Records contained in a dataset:
━━━━━━━━

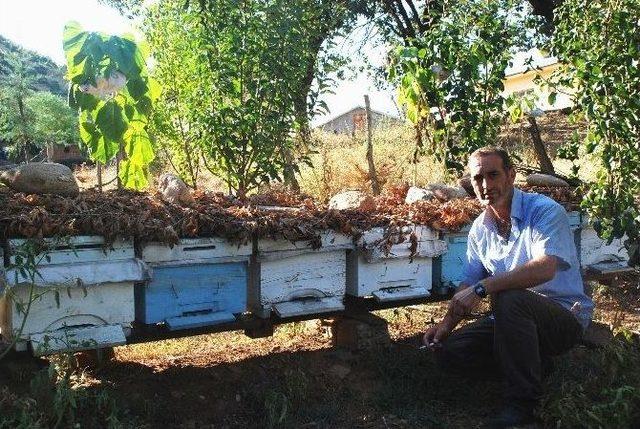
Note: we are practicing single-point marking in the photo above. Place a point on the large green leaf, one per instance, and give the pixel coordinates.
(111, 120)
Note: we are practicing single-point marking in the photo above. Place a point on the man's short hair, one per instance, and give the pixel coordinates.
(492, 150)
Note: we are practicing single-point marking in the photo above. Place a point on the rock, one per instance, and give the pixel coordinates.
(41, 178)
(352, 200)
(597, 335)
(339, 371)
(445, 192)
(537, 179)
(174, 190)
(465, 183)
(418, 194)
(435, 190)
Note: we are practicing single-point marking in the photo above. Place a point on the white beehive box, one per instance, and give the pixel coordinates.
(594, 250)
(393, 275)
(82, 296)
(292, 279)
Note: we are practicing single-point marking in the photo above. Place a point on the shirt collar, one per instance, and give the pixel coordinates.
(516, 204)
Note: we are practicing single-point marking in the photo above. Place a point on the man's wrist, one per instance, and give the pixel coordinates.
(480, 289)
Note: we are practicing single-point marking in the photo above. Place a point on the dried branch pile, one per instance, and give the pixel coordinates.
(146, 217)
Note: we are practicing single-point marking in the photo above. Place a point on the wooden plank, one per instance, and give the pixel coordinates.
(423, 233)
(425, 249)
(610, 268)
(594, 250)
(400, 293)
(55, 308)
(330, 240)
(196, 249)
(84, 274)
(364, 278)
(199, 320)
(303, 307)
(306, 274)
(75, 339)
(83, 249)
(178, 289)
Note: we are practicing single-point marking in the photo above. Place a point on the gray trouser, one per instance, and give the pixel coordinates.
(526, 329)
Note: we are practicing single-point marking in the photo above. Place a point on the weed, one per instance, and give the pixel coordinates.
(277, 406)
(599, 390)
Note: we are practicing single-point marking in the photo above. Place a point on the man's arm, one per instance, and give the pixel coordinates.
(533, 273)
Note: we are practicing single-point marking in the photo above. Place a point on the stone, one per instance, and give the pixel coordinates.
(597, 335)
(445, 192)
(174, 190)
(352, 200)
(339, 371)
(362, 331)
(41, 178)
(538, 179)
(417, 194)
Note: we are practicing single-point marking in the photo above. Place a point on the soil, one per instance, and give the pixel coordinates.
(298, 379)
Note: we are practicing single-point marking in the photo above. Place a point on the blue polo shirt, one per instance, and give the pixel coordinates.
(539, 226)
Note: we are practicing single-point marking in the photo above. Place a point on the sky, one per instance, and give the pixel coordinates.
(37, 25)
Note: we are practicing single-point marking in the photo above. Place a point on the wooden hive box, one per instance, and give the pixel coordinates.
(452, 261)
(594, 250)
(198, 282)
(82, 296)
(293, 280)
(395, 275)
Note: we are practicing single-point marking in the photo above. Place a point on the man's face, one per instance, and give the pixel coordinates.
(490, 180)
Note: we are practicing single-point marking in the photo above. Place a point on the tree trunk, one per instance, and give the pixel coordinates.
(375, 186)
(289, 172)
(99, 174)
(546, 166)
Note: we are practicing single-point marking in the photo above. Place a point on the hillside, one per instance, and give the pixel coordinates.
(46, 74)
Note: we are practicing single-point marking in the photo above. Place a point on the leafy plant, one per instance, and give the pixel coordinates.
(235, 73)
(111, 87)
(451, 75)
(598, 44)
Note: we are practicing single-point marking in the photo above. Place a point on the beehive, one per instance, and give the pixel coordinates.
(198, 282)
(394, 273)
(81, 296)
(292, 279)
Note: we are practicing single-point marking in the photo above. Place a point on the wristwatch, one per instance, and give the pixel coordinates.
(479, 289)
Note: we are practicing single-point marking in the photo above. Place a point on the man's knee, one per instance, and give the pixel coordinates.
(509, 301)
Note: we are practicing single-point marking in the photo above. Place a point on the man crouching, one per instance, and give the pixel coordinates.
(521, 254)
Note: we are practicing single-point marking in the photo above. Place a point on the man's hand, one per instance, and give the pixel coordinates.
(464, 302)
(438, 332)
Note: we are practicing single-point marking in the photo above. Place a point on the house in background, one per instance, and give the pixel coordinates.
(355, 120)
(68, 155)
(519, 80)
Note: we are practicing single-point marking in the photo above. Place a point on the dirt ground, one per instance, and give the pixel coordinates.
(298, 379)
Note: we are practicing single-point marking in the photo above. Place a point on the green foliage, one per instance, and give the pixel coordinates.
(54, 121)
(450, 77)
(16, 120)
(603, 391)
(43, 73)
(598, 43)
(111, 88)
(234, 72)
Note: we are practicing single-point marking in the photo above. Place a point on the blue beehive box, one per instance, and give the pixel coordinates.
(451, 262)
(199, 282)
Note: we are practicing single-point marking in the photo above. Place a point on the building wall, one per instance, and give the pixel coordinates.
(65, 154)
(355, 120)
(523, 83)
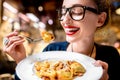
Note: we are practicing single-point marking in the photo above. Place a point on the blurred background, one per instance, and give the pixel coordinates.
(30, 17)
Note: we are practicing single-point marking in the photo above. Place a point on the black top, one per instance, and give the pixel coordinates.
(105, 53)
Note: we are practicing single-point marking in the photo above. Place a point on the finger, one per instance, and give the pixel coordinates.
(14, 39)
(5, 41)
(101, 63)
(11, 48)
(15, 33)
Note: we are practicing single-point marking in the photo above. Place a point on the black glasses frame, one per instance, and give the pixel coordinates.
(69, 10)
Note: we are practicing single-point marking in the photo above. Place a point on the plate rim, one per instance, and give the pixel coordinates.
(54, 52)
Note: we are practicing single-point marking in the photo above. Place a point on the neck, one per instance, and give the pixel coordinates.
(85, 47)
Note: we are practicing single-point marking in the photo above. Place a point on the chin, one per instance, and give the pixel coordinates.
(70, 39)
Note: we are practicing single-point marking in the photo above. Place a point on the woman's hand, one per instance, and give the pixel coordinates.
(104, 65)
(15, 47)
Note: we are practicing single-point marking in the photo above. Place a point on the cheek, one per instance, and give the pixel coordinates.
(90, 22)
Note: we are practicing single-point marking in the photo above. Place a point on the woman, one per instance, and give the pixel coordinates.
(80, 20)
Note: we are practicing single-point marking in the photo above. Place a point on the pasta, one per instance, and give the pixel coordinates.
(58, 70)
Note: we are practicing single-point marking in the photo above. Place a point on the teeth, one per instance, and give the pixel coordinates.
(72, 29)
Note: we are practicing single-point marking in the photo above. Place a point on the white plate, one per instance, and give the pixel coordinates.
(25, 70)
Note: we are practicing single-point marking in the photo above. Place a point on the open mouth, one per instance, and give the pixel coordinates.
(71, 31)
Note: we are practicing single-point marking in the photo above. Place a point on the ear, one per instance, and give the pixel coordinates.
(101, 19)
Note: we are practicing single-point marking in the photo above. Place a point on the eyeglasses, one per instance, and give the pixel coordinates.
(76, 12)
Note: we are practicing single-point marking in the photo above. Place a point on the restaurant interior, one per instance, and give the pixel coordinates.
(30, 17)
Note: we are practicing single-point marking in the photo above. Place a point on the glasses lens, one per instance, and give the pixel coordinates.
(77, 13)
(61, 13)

━━━━━━━━

TRY IT: Could you please return the entries above exactly, minus the pictures?

YOUR SOLUTION:
Note: we are practicing single-point marking in the photo above. Place a point on the large green leaf, one per instance, and give the pixel coordinates.
(111, 120)
Note: we are practicing single-point marking in the photo above. Place a point on the man's short hair, one per instance, and give the pixel coordinates.
(492, 150)
Note: we are practicing single-point marking in the photo above. Place a point on the rock, one per instance, and give the pixel coordinates.
(41, 178)
(352, 200)
(597, 335)
(339, 371)
(445, 192)
(537, 179)
(174, 190)
(465, 183)
(418, 194)
(435, 190)
Note: we are practicing single-point marking in the photo above. Place a point on the white beehive box, one per instance, and give the pixel coordinates.
(594, 250)
(393, 275)
(82, 296)
(292, 279)
Note: we are practicing single-point marking in the photo above. Place a point on the shirt collar, one per instance, and give the pixel coordinates.
(516, 204)
Note: we are practicing single-point marking in the photo above. Place a point on the man's wrist, one per instance, and give the pixel coordinates.
(480, 289)
Note: we are practicing single-point marking in the photo above. Place a point on the dried branch pile, one per instance, and give the pixel coordinates.
(146, 217)
Note: we are practicing single-point marking in the photo above. Place a point on the wooden plank, one per instance, and give the pixel coordinates.
(423, 233)
(425, 249)
(610, 268)
(594, 250)
(400, 293)
(55, 308)
(330, 240)
(196, 249)
(84, 274)
(364, 278)
(199, 320)
(303, 307)
(306, 274)
(75, 339)
(83, 249)
(178, 289)
Note: we are practicing single-point marking in the photo above. Place a point on the gray trouser, one per instance, and give the pixel coordinates.
(526, 329)
Note: we are practicing single-point marking in the photo above. Place a point on the weed, one per instance, and give the pixel coordinates.
(277, 406)
(599, 390)
Note: we are practicing single-point marking in the photo above. Place a point on the man's arm, one per instance, and give the pixel coordinates.
(533, 273)
Note: we are practicing single-point marking in the photo above. Place a point on the stone, one per instance, and give the pixel coordinates.
(597, 335)
(445, 192)
(174, 190)
(352, 200)
(339, 371)
(362, 331)
(41, 178)
(538, 179)
(417, 194)
Note: we are practicing single-point marking in the photo above. Place a point on the soil, one per instance, and give the pixel coordinates.
(298, 379)
Note: we are practicing single-point marking in the photo above. Place a point on the blue polo shirt, one per instance, and give the pixel coordinates.
(539, 226)
Note: we are practicing single-point marking in the photo above. Place a point on the sky, one per instance, and give the pixel coordinates.
(37, 25)
Note: we are practicing single-point marking in the photo above. Place a point on the wooden hive box, one per instance, and give the pixel coordinates.
(452, 261)
(594, 250)
(198, 282)
(82, 296)
(293, 280)
(395, 275)
Note: we are practicing single-point marking in the photo above. Place a point on the man's face, one per instance, and give the pixel coordinates.
(490, 180)
Note: we are practicing single-point marking in the photo above. Place a point on the tree trunk, one per instance, and give the pixel coordinates.
(375, 186)
(289, 172)
(99, 174)
(546, 166)
Note: we are practicing single-point marking in the photo above. Place a point on the hillside, one per instance, and give the pixel coordinates.
(46, 74)
Note: we are practicing single-point marking in the photo above. Place a point on the leafy plant, one per instance, and give the pixel coordinates.
(235, 73)
(111, 87)
(451, 75)
(598, 44)
Note: we are practicing single-point marking in the photo above. Place a point on the beehive, one per instance, and give the pixel coordinates.
(198, 282)
(394, 273)
(81, 296)
(292, 279)
Note: we are practicing single-point marking in the photo above. Place a point on the wristwatch, one per instance, and give the pixel coordinates.
(479, 289)
Note: we are practicing single-point marking in the photo above. Place a point on the man's knee, one per instance, and give the pixel coordinates.
(509, 301)
Note: we are practicing single-point marking in the photo above. Place a point on the man crouching, one per instance, and give the pixel coordinates.
(521, 254)
Note: we are practicing single-point marking in the photo above. Place a point on the man's hand, one per instance, and give the pixel coordinates.
(464, 302)
(438, 332)
Note: we are practicing single-point marking in the photo above. Place a point on the house in background, one per instance, and give the pixel coordinates.
(355, 120)
(68, 155)
(519, 80)
Note: we are practicing single-point marking in the photo above. Place a point on the dirt ground, one per instance, and give the pixel coordinates.
(298, 379)
Note: we are practicing single-point marking in the photo above. Place a point on the green foliage, one per instance, and give the pixel coordinates.
(54, 121)
(450, 77)
(16, 120)
(603, 391)
(43, 73)
(598, 43)
(111, 88)
(234, 72)
Note: we are practicing single-point marking in the photo above. Place a point on the blue beehive box, one per instance, and give the pixel coordinates.
(451, 262)
(199, 282)
Note: we are practicing single-point marking in the photo above. Place a point on the building wall, one per instance, and give the pixel coordinates.
(65, 154)
(355, 120)
(523, 83)
Note: we are practicing single-point marking in the photo above. Place a point on the blurred background, one per instance, and give the pixel coordinates.
(30, 17)
Note: we are practicing single-point marking in the photo above. Place a point on the black top, one per instance, and give the pixel coordinates.
(105, 53)
Note: we are practicing single-point marking in the photo above. Place a point on the finger, one per instance, and give the pixel coordinates.
(14, 39)
(5, 41)
(101, 63)
(11, 48)
(15, 33)
Note: we are practicing single-point marking in the photo above. Place a point on the black glasses frame, one per instance, and give the pixel coordinates.
(69, 10)
Note: we are practicing single-point marking in the photo above. Place a point on the plate rim, one per instance, and give the pixel coordinates.
(54, 52)
Note: we are practicing single-point marking in the photo above. Place a point on the neck, one per instance, and give the pixel coordinates.
(85, 47)
Note: we are practicing single-point marking in the photo above. Place a point on the chin, one per instance, and give the pixel coordinates.
(70, 39)
Note: we are practicing single-point marking in the photo above. Place a point on the woman's hand, one per instance, and give the pixel coordinates.
(104, 65)
(15, 47)
Note: we are practicing single-point marking in the photo above. Place a point on the cheek, one per instance, and give the pixel coordinates.
(90, 22)
Note: we are practicing single-point marking in the photo above. Place a point on the woman, one per instance, and give the pixel coordinates.
(80, 20)
Note: we are practicing single-point marking in the photo above. Place a point on the pasta, one per instance, and give the pixel coordinates.
(58, 70)
Note: we are practicing single-point marking in the photo above. Place a point on the teeth, one per instance, and give the pixel coordinates.
(72, 29)
Note: we are practicing single-point marking in the photo above. Place a point on the white plate, one per instance, and give the pixel coordinates.
(25, 70)
Note: we are practicing single-point marking in the photo above. Place a point on the open mouth, one per instance, and give the pixel coordinates.
(71, 31)
Note: we are practicing single-point marking in the photo above. Place a point on the ear, one per instance, and give the pixel coordinates.
(101, 19)
Note: we are practicing single-point marking in the photo above. Place a point on the eyeglasses, one per instance, and give the pixel coordinates.
(76, 12)
Note: we are practicing single-point marking in the photo above. Place a point on the restaurant interior, one per instance, and give the pixel coordinates.
(30, 17)
Note: we are practicing single-point marking in the photo above. Place a point on the glasses lens, one per instance, and give the pixel coordinates.
(77, 13)
(61, 13)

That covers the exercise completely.